Wyjaśnij w jednym do trzech zdań, dlaczego według tekstu o festiwalu „Wizje Natury” część fotografów przyjeżdża już w piątek.

CYTOWANY TEKST:
»»

Cały rok czekania i jest!

Jest takie wydarzenie, na które czekają przez cały rok niemal wszyscy fotografowie przyrody. Nazwanie go świętem fotografii przyrodniczej jest jak najbardziej właściwe. A chodzi o Międzynarodowy Festiwal Fotografii Przyrodniczej „Wizje Natury”, który w tym roku odbył się już po raz 13-ty. Trzynaście edycji to już całkiem sporo na zbieranie doświadczeń i doskonalenie oferty. Dlatego program festiwalu stał na bardzo wysokim poziomie, a atmosfera była jak zwykle świetna. Ale po klei…

Spotkania kuluarowe

Część fotografów przyjeżdża już w piątek przed festiwalem. Ma to dwie zalety. Po pierwsze nie trzeba w sobotę rano zrywać się i jechać na wariata. Szczególnie jeśli ktoś ma do Izabelina kilkaset kilometrów. Lepiej być już w piątek. Ale jest też druga zaleta. Można spotkać się i porozmawiać jeszcze przed rozpoczęciem festiwalu, co przy tak napiętym programie jest bezcenne. I w tym roku nie było inaczej niż zwykle, bo zjechało się spore grono znajomych. Powiem tylko, że siedzieliśmy do godziny 3. z minutami…

Wizje Natury 2017, czyli program festiwalu

 

Sobotę rozpoczął pokaz Mirona Bogackiego, w którym autor pokrótce pokazał uroki Pojezierza Brodnickiego. Królowały sekwencja filmowe z drona lub innego statku latającego. Ładne, kolorowe, efektowne. Coś na dobry początek.

««

SUROWE DANE:
»»

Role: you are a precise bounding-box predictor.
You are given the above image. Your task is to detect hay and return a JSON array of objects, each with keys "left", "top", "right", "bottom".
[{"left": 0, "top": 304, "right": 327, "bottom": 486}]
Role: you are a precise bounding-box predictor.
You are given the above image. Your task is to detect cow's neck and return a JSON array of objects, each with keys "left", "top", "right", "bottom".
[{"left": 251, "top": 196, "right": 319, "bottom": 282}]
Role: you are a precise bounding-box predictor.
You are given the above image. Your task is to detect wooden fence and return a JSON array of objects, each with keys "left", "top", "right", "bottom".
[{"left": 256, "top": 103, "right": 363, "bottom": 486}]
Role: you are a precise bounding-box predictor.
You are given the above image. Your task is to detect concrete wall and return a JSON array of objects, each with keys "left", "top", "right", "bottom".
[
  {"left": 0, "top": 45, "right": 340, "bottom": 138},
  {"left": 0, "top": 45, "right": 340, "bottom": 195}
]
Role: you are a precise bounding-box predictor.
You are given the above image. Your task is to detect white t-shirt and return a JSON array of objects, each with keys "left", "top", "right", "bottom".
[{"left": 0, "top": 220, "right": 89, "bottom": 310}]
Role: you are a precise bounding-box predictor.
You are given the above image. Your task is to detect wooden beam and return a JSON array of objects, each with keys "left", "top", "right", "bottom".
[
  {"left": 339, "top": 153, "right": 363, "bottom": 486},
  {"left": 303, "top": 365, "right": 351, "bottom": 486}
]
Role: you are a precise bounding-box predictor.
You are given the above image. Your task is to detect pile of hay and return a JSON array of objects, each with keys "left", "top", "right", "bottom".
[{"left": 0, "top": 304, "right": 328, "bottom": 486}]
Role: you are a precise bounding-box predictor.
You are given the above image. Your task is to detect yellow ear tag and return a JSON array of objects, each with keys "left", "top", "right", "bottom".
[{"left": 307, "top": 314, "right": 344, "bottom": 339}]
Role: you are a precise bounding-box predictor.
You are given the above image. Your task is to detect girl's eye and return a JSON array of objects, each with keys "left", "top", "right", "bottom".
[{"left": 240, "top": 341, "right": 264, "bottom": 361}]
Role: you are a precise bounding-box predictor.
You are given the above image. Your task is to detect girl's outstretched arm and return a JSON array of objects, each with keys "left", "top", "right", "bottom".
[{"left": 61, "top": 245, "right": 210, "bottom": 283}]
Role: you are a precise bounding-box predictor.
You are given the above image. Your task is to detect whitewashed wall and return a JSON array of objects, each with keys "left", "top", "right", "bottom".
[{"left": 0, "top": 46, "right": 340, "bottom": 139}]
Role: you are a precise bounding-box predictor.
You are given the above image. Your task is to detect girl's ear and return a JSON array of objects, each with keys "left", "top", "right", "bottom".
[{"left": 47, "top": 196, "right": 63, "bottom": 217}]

««
»»

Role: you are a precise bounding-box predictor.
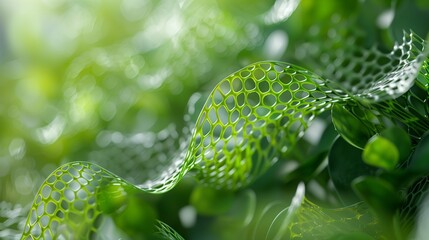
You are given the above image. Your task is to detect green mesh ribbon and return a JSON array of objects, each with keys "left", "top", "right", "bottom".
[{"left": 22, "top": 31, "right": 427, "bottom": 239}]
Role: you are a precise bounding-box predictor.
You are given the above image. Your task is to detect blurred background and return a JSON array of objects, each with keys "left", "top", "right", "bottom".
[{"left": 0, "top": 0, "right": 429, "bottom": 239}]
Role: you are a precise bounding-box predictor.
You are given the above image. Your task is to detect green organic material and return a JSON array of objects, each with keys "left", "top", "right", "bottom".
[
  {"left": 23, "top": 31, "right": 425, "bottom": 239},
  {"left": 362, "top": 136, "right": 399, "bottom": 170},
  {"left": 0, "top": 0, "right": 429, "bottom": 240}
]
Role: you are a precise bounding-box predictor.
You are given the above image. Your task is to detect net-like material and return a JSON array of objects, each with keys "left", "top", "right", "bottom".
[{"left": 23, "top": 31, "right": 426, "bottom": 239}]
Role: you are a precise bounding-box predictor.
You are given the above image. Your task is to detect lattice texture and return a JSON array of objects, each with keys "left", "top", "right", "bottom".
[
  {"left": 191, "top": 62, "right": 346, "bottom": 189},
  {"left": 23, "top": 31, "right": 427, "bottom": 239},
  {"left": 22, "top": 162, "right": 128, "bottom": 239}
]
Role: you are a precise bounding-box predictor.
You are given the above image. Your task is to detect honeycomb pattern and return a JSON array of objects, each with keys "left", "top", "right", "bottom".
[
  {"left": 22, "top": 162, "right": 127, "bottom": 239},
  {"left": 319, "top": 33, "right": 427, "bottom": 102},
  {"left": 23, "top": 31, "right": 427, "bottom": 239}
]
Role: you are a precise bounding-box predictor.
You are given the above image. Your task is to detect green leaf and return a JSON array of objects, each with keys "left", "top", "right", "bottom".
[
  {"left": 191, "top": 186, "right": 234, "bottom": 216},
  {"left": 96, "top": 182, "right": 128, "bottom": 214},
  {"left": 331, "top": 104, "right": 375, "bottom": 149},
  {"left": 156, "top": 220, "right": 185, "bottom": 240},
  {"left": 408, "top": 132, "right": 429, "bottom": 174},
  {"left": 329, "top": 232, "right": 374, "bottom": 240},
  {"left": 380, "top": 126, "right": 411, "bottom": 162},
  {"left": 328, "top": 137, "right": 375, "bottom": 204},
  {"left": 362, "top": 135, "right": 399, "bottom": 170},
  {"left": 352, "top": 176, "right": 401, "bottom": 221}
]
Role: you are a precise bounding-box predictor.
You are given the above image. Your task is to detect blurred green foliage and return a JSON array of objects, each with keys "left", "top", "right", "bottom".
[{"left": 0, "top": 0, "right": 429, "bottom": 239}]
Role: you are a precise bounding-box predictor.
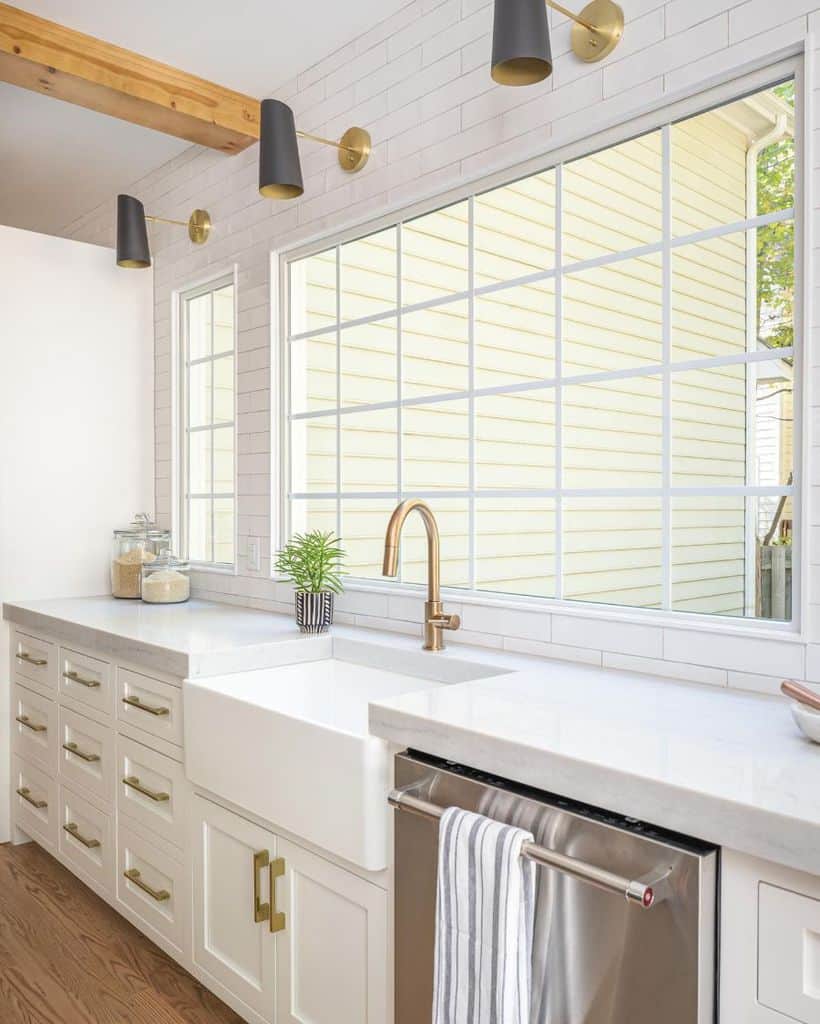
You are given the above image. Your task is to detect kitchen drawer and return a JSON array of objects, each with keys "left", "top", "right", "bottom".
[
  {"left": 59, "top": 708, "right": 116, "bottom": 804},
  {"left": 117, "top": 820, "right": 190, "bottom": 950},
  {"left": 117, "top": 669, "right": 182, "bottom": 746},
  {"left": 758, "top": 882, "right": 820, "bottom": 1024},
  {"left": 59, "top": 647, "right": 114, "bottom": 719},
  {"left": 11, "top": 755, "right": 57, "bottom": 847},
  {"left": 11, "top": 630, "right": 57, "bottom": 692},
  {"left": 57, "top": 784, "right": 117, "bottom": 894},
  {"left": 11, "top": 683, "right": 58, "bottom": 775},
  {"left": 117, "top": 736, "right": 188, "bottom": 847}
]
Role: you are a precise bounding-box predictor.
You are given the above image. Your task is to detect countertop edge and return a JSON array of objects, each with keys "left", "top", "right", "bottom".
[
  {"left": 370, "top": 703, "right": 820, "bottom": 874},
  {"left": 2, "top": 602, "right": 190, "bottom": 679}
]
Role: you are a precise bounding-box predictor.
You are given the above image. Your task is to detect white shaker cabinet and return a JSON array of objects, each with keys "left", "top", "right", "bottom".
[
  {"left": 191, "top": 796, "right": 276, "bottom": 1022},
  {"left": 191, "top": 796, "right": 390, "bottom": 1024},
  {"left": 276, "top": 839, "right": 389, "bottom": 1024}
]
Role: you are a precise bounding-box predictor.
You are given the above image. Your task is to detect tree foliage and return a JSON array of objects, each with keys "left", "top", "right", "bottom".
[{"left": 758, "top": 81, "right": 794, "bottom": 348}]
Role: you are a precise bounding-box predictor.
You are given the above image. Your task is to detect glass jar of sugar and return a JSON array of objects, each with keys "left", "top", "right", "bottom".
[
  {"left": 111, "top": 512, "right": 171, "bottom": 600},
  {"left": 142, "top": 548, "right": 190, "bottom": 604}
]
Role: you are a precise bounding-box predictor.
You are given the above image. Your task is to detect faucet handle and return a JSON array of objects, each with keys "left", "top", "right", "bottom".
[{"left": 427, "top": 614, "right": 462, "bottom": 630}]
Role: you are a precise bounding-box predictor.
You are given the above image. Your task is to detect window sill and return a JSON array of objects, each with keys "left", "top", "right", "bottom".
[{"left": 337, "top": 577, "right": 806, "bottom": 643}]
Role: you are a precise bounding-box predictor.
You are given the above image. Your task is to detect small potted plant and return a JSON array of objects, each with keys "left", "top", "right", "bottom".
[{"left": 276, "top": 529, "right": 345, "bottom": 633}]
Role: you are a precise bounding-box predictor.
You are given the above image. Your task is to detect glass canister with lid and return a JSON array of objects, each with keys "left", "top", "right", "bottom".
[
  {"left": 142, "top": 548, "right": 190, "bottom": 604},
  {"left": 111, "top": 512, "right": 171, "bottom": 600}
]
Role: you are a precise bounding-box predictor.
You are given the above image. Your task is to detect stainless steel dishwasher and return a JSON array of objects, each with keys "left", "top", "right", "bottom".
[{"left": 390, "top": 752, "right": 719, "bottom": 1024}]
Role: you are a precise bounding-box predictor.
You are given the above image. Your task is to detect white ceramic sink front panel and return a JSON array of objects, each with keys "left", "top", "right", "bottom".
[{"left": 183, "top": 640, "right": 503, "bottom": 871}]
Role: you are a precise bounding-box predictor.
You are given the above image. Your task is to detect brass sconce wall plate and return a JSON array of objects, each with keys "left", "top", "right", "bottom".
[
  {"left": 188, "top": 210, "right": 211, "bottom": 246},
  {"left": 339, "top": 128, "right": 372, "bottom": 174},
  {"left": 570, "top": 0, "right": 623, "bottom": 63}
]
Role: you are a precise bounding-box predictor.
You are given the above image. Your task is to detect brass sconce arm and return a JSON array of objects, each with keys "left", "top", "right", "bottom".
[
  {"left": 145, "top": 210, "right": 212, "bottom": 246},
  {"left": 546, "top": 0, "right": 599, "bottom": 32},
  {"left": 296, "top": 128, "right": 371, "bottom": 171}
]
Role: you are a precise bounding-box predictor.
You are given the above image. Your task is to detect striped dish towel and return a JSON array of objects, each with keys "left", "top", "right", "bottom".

««

ODPOWIEDŹ:
Piątkowy przyjazd pozwala uniknąć porannego zrywania się i pośpiesznej jazdy w sobotę, co ma szczególne znaczenie dla osób mających do Izabelina kilkaset kilometrów. Daje też okazję, by spotkać się i porozmawiać jeszcze przed rozpoczęciem festiwalu, co przy tak napiętym programie jest bezcenne.